[WRITTEN EXERCISE]: Extend the clarify skill guide on interface text, starting right after its final line.

[PROVIDED PASSAGE]:
____________

Clarify focuses on improving all forms of interface text:
  • Error messages and validation feedback
  • Form labels and instructions
  • Button and CTA text
  • Help text and tooltips
  • Empty states
  • Success messages
  • Loading states
  • Confirmation dialogs
  • Navigation labels

Parameters

target
string
The feature or component with unclear copy. When omitted, analyzes the entire interface for clarity issues.

When to Use

Use the clarify skill when:
  • Users report confusion about interface text
  • Error messages are unhelpful or technical
  • Form labels are ambiguous
  • Buttons don’t clearly indicate their action
  • Copy uses jargon or technical terms
  • Instructions are too long or too brief
  • Text tone doesn’t match the context

Workflow

1. Assess Current Copy

Identifies clarity problems:
  • Jargon: Technical terms users won’t understand
  • Ambiguity: Multiple interpretations possible
  • Passive voice: “Your file has been uploaded” vs “We uploaded your file”
  • Length: Too wordy or too terse
  • Assumptions: Assuming knowledge users don’t have
  • Missing context: Users don’t know what to do or why
  • Tone mismatch: Too formal, casual, or inappropriate
Understands the context:
  • Who’s the audience? (Technical? General? First-time users?)
  • What’s the user’s mental state? (Stressed during error? Confident during success?)
  • What’s the action? (What do we want users to do?)
  • What’s the constraint? (Character limits? Space limitations?)

2. Plan Copy Improvements

Creates a strategy:
  • Primary message: The ONE thing users need to know
  • Action needed: What should users do next?
  • Tone: How should this feel? (Helpful? Apologetic? Encouraging?)
  • Constraints: Length limits, brand voice, localization

3. Improve Copy Systematically

Error Messages

Before:
Error 403: Forbidden
After:
You don't have permission to view this page. 
Contact your admin for access.
Principles:
  • Explain what went wrong in plain language
  • Suggest how to fix it
  • Don’t blame the user
  • Include examples when helpful
  • Link to help/support if applicable

Form Labels & Instructions

Before:
DOB (MM/DD/YYYY)
After:
Date of birth
(placeholder shows format: 12/31/1990)
Principles:
  • Use clear, specific labels
  • Show format expectations with examples
  • Explain why you’re asking (when not obvious)
  • Put instructions before the field
  • Keep required field indicators clear

Button & CTA Text

Before:
Click here | Submit | OK
After:
Create account | Save changes | Got it, thanks
Principles:
  • Describe the action specifically
  • Use active voice (verb + noun)

____________

[COLLECTED DATA]:
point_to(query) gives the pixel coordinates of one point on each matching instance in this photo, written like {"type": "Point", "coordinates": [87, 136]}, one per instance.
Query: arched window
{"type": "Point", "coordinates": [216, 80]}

____________

[OUTPUT FOR THIS TASK]:
  • Match user’s mental model
  • Be specific

Help Text & Tooltips

Before:
This is the username field
After:
Choose a username. You can change this later in Settings.
Principles:
  • Add value (don’t repeat the label)
  • Answer the implicit question
  • Keep it brief but complete
  • Link to detailed docs if needed

Empty States

Before:
No items
After:
No projects yet. Create your first project to get started.
Principles:
  • Explain why it’s empty
  • Show next action clearly
  • Make it welcoming, not a dead-end

Success Messages

Before:
Success
After:
Settings saved! Your changes will take effect immediately.
Principles:
  • Confirm what happened
  • Explain what happens next
  • Be brief but complete
  • Match the emotional moment

Loading States

Before:
Loading... (for 30+ seconds)
After:
Analyzing your data... this usually takes 30-60 seconds
Principles:
  • Set expectations (how long?)
  • Explain what’s happening
  • Show progress when possible
  • Offer escape hatch (“Cancel”)

Confirmation Dialogs

Before:
Are you sure?
After:
Delete 'Project Alpha'? This can't be undone.
Principles:
  • State the specific action
  • Explain consequences
  • Use clear button labels (“Delete project” not “Yes”)
  • Don’t overuse confirmations
Before:
Items | Things | Stuff
After:
Your projects | Team members | Settings
Principles:
  • Be specific and descriptive
  • Use language users understand
  • Make hierarchy clear
  • Consider information scent

4. Apply Clarity Principles

Every piece of copy should:
  1. Be specific: “Enter email” not “Enter value”
  2. Be concise: Cut unnecessary words (but don’t sacrifice clarity)
  3. Be active: “Save changes” not “Changes will be saved”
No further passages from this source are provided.